## To-do list
1. Please reproduce word for word the part of the boxfish passage from "On the contrary, the" up to and including "years of evolution.".
2. According to the boxfish passage, what makes up the outer skin of the boxfish?

## Page excerpt
--- --- ---
The boxfish – angular streamlined
It was not the fast, sleek swimmers such as the shark or dolphin that came closest to the ideals of the research engineers, but a creature that looks anything but streamlined and agile at first sight: the boxfish.
The boxfish has its home in the coral reefs, lagoons and seaweed of the tropics, where researchers found it had a great deal in common with automobiles.
Firstly, it is designed by nature to be frugal – to move with the least possible consumption of energy - which requires powerful muscles and a streamlined shape.
Secondly, it must withstand high pressures and protect its body during collisions, which requires a rigid outer skin.
And finally, it must also be highly manoeuvrable as it needs to move in the confined spaces of coral reefs in its search for food. Accordingly, researchers soon began to view the boxfish quite differently, and realise there was far more to its raw-boned design than initially meets the eye: despite its angular body, it is an excellent swimmer whose cube-shaped structure is by no means a hindrance.
On the contrary, the boxfish possesses unique characteristics and is a prime example of the ingenious inventions developed by nature over millions of years of evolution.
The basic principle of this evolution is that nothing is superfluous and each part of the body has a purpose – sometimes several purposes.
The outer skin of the boxfish consists of numerous bony, hexagonal plates that are interlinked to form a rigid “suit of armour”. This bony, armour-plated structure gives the body of the fish great rigidity, protects it from injury and is also the secret of its outstanding manoeuvrability, as tiny vortices form along the edges on the upper and lower parts of the body to stabilise the fish in any position and ensure that it remains safely on course even in areas of great turbulence.
It does not need to move its fins in the process, and can therefore conserve its strength. Applied to automotive engineering, the boxfish is therefore an ideal example of rigidity and aerodynamics.
Moreover, its rectangular anatomy is practically identical to the cross-section of a car body. And so the boxfish became the modelfor a so far unique automotive development project.
The aerodynamic boxfish
The first sub-project tackled by the engineers at the Mercedes-Benz Technology Centre and DaimlerChrysler Research concerned aerodynamics.
In wind tunnels and water channels they examined how the attributes of the living model could be transferred to an automobile. The results are impressive.
--- --- ---
## Data supplied
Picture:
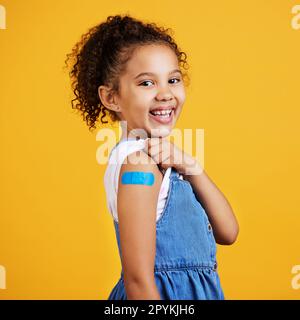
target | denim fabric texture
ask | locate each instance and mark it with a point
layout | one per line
(185, 261)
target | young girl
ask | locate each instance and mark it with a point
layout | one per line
(168, 215)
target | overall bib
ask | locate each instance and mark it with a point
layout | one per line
(185, 261)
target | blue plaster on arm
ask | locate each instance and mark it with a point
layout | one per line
(137, 177)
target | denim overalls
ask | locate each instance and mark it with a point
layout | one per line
(185, 261)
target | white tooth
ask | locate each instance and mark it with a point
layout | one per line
(163, 112)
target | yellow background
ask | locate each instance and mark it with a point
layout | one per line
(57, 239)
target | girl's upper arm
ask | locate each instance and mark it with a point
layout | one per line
(137, 204)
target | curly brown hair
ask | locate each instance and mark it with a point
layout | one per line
(100, 57)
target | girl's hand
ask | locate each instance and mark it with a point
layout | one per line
(166, 155)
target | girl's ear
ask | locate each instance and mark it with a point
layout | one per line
(107, 98)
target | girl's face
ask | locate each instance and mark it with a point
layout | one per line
(152, 82)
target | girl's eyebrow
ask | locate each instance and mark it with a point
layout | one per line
(153, 74)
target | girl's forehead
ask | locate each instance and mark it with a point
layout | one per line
(152, 59)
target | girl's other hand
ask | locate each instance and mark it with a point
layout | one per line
(166, 155)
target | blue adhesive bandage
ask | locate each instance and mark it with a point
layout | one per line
(136, 177)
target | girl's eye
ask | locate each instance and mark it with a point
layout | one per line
(178, 80)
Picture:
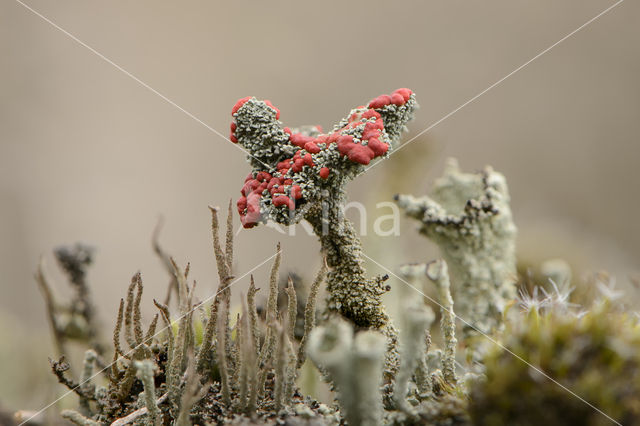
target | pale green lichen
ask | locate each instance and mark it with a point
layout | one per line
(468, 216)
(355, 367)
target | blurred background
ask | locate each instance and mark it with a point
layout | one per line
(88, 154)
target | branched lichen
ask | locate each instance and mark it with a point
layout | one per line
(302, 176)
(469, 217)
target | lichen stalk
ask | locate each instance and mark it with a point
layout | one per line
(468, 216)
(145, 372)
(437, 272)
(310, 312)
(417, 319)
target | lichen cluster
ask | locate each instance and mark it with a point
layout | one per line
(468, 216)
(468, 352)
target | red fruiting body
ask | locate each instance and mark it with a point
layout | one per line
(397, 99)
(378, 148)
(270, 105)
(360, 149)
(404, 92)
(239, 104)
(308, 160)
(312, 147)
(283, 200)
(296, 192)
(360, 154)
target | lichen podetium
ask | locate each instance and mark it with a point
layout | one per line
(300, 174)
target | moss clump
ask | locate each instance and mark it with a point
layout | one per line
(595, 356)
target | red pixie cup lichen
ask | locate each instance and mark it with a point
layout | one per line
(307, 159)
(301, 173)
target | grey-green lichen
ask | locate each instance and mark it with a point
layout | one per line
(354, 364)
(219, 368)
(295, 163)
(468, 216)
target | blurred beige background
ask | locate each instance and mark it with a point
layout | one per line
(88, 154)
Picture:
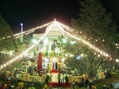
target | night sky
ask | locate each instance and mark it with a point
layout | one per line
(35, 12)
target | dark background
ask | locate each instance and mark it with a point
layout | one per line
(35, 12)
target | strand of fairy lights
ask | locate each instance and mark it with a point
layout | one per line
(83, 41)
(24, 52)
(17, 35)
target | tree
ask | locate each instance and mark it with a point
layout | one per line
(95, 22)
(88, 63)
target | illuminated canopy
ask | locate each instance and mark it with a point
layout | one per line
(52, 27)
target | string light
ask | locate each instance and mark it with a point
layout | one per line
(82, 40)
(49, 28)
(17, 35)
(27, 50)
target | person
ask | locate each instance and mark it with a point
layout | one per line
(82, 82)
(94, 87)
(9, 78)
(66, 79)
(90, 83)
(63, 78)
(59, 79)
(45, 86)
(79, 83)
(74, 84)
(86, 84)
(2, 87)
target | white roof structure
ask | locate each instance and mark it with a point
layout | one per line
(54, 27)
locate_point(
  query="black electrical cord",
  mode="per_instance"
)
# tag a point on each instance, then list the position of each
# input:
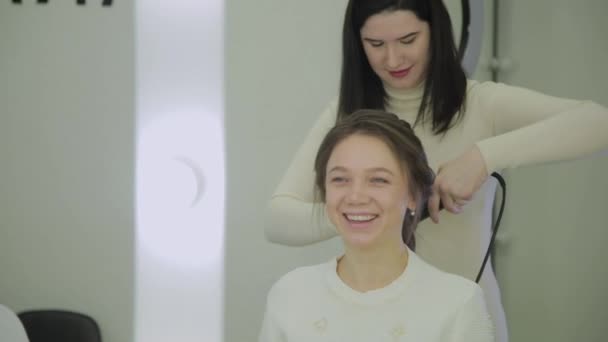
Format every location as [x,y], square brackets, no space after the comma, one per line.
[425,214]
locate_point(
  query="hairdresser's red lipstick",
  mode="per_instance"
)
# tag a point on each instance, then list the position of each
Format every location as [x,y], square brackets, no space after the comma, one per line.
[400,73]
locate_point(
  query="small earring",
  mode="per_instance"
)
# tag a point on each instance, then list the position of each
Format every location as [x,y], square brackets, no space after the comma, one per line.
[411,212]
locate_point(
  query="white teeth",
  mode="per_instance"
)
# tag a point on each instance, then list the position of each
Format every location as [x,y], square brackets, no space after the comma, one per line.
[360,218]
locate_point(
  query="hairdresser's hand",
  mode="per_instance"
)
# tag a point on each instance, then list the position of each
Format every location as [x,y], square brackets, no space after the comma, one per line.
[456,182]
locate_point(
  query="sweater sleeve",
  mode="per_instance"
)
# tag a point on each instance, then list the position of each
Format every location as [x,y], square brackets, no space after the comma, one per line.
[530,127]
[271,330]
[472,322]
[293,217]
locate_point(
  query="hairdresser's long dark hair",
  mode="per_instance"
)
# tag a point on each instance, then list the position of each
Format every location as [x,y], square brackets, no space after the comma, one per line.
[443,100]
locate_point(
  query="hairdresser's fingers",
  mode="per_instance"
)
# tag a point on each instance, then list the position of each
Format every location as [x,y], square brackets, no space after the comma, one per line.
[448,201]
[460,202]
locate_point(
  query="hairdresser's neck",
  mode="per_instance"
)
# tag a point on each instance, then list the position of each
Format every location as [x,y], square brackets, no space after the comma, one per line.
[372,268]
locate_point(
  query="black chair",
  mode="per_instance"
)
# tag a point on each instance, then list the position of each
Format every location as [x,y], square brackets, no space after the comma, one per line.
[59,326]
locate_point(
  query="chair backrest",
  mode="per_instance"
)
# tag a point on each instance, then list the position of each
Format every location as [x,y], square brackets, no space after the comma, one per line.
[59,326]
[11,328]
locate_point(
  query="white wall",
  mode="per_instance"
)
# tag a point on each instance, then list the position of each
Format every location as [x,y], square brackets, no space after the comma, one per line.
[66,160]
[282,69]
[552,245]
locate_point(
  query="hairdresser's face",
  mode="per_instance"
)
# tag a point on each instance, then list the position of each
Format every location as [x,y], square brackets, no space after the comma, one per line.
[396,44]
[366,192]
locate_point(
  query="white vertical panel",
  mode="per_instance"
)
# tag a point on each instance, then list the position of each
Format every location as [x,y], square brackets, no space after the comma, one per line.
[180,171]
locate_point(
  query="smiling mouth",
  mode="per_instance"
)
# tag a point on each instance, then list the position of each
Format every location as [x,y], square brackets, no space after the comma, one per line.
[360,218]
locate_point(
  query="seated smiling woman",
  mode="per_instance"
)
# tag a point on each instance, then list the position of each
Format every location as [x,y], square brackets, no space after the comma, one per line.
[373,177]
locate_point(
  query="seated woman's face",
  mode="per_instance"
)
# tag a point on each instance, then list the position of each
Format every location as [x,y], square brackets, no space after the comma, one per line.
[366,192]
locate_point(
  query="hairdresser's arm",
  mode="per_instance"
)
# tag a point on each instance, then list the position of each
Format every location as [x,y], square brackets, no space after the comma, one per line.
[292,217]
[532,128]
[528,128]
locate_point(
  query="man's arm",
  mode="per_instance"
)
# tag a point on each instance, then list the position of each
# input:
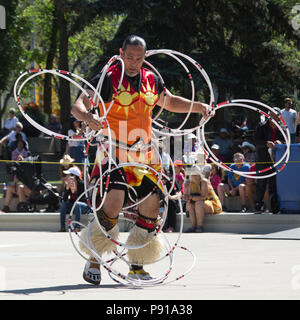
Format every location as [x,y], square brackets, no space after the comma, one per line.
[80,111]
[181,105]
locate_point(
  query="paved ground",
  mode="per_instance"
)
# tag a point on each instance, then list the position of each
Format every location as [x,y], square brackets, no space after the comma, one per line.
[44,265]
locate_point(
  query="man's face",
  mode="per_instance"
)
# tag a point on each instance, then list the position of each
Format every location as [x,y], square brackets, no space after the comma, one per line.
[133,57]
[288,104]
[238,160]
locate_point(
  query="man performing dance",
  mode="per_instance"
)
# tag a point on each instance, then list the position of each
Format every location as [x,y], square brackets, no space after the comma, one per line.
[141,90]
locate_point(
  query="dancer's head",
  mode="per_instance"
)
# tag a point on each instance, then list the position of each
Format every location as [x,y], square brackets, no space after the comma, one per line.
[133,53]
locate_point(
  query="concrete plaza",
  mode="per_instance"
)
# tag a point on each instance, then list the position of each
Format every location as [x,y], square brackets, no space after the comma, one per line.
[44,265]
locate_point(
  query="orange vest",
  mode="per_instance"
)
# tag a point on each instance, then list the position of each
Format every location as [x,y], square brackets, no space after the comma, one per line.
[130,117]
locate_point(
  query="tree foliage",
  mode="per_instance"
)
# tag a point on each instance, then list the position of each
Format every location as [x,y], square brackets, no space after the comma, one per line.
[248,48]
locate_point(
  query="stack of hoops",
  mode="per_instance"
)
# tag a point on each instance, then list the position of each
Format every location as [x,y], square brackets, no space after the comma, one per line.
[94,138]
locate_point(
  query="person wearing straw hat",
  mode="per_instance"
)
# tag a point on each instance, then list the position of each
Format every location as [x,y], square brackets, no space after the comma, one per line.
[132,105]
[74,189]
[266,136]
[225,144]
[200,199]
[248,150]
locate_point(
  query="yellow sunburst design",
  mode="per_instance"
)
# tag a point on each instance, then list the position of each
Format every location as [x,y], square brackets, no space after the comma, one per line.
[125,99]
[149,95]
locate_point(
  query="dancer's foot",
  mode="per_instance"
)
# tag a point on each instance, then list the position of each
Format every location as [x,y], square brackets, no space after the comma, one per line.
[92,273]
[140,274]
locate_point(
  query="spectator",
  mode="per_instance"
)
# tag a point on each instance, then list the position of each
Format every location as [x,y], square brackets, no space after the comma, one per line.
[65,164]
[11,138]
[14,188]
[238,127]
[251,190]
[20,152]
[215,150]
[236,183]
[297,140]
[248,150]
[179,174]
[225,145]
[200,199]
[165,158]
[10,123]
[173,207]
[76,148]
[192,144]
[289,115]
[216,177]
[53,124]
[74,189]
[206,170]
[266,136]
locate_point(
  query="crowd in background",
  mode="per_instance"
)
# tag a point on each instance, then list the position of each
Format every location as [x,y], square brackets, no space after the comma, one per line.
[199,189]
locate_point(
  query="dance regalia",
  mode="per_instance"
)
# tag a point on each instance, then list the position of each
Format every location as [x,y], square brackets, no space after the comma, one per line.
[130,122]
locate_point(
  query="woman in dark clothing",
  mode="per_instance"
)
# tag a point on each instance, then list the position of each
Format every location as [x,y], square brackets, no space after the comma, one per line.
[266,136]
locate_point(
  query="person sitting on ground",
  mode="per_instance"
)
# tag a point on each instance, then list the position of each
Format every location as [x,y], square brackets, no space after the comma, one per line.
[53,124]
[179,174]
[248,150]
[215,150]
[74,189]
[206,170]
[216,176]
[14,188]
[10,123]
[19,151]
[11,138]
[65,163]
[173,207]
[236,183]
[200,199]
[225,145]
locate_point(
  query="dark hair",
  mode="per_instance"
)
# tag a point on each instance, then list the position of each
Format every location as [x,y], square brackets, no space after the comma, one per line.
[134,41]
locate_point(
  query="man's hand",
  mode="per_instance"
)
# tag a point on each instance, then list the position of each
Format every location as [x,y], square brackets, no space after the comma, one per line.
[205,111]
[270,144]
[94,122]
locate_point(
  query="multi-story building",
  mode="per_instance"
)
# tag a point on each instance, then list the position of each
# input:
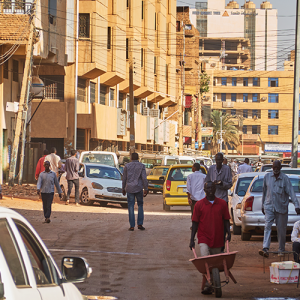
--- --- ---
## Solutions by task
1.
On the contrary, the boxfish possesses unique characteristics and is a prime example of the ingenious inventions developed by nature over millions of years of evolution.

2. Numerous bony, hexagonal plates that are interlinked to form a rigid "suit of armour."